:: TEKS SUMBER ::
_ _ _ _ _ _ _

Sabtu, 04 Juni 2011

Gemuruh Riuh Islam Liberal


Gemuruh Riuh Islam Liberal
Oleh Abdul Haris Booegies

     Mendiang Nurcholish Madjid pernah menggegerkan umat Islam Indonesia kala mengartikan la ilaha illallah dengan “tiada tuhan selain Tuhan”.  Alasannya, morfem ilah tersebut bermakna tuhan yang lazim dipakai sejak zaman prasejarah oleh rumpun Semit.
     Asumsi Cak Nur jelas keliru.  Karena, Tuhan sendiri yang memilih istilah Allah buat diri-Nya.  Di samping itu, ungkapan Allah dikategorikan ghairu musytaq (tidak ada asal katanya sekaligus bukan pecahan dari kata lain).  Louis Ma’luf al-Yasu’i, seorang Arab Lebanon beragama Kristen Maronite menegaskan jika istilah Allah tergolong ismun zati (nama yang tidak tergantikan oleh apa saja).

_ _ _ _ _ _ _

:: DATA YANG DITAMPILKAN ::
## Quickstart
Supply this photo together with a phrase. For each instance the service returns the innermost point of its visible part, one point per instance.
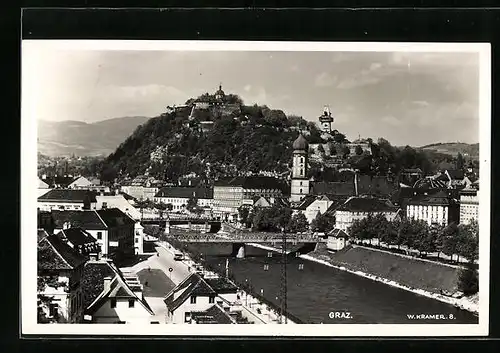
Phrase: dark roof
(54, 254)
(300, 143)
(114, 217)
(412, 170)
(72, 195)
(77, 236)
(308, 200)
(221, 285)
(92, 281)
(118, 288)
(338, 233)
(456, 174)
(88, 220)
(252, 182)
(42, 233)
(335, 188)
(194, 285)
(214, 315)
(186, 192)
(62, 181)
(367, 204)
(437, 198)
(374, 185)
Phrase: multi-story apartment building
(230, 194)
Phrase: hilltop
(453, 148)
(212, 138)
(79, 138)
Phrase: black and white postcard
(342, 187)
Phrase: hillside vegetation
(249, 139)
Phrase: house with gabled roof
(196, 294)
(59, 270)
(357, 208)
(67, 199)
(120, 301)
(80, 240)
(337, 239)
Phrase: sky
(413, 98)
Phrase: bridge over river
(295, 242)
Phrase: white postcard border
(29, 191)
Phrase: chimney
(107, 282)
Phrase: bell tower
(326, 120)
(300, 187)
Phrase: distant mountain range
(453, 148)
(69, 137)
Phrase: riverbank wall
(420, 277)
(256, 307)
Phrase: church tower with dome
(300, 186)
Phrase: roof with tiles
(194, 285)
(88, 220)
(118, 288)
(92, 281)
(213, 315)
(54, 254)
(77, 236)
(186, 192)
(335, 188)
(253, 182)
(68, 195)
(367, 204)
(114, 217)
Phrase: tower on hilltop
(220, 95)
(326, 120)
(300, 186)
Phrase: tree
(192, 204)
(298, 223)
(468, 280)
(323, 222)
(346, 151)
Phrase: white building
(434, 208)
(178, 196)
(60, 266)
(337, 240)
(300, 186)
(469, 206)
(67, 199)
(357, 208)
(311, 206)
(197, 294)
(121, 301)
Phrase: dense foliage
(452, 240)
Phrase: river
(316, 292)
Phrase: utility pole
(283, 306)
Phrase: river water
(316, 292)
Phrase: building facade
(357, 208)
(230, 194)
(469, 206)
(300, 185)
(434, 208)
(326, 120)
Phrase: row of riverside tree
(452, 240)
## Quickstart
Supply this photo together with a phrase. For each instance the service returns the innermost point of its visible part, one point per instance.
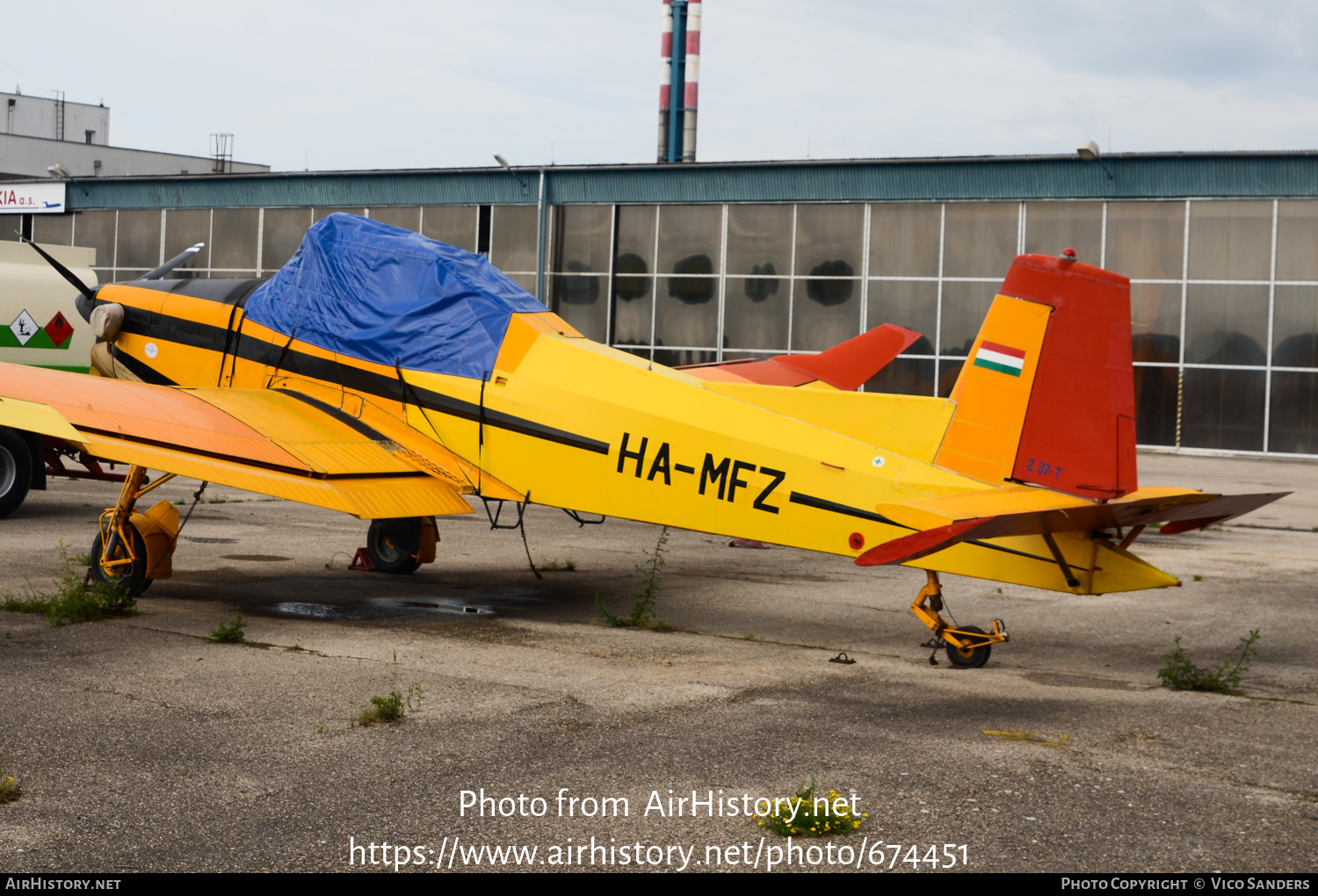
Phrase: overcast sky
(442, 83)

_ _ _ _ _ _ _

:: TUJUAN 1 ::
Terjemahkan kalimat dari teks sumber ini ke dalam bahasa Inggris: "Louis Ma’luf al-Yasu’i, seorang Arab Lebanon beragama Kristen Maronite menegaskan jika istilah Allah tergolong ismun zati (nama yang tidak tergantikan oleh apa saja)."
:: TUJUAN 2 ::
Tuliskan semua istilah yang artinya dijelaskan dalam teks sumber, masing-masing dengan arti yang diberikan di sana.

:: HASIL LATIHAN 1 ::
Louis Ma’luf al-Yasu’i, a Lebanese Arab of the Maronite Christian faith, asserted that the term Allah belongs to the category of ismun zati (a name that cannot be replaced by anything).

:: HASIL LATIHAN 2 ::
- la ilaha illallah: "tiada tuhan selain Tuhan" (arti menurut Nurcholish Madjid)
- ilah: tuhan yang lazim dipakai sejak zaman prasejarah oleh rumpun Semit
- ghairu musytaq: tidak ada asal katanya sekaligus bukan pecahan dari kata lain
- ismun zati: nama yang tidak tergantikan oleh apa saja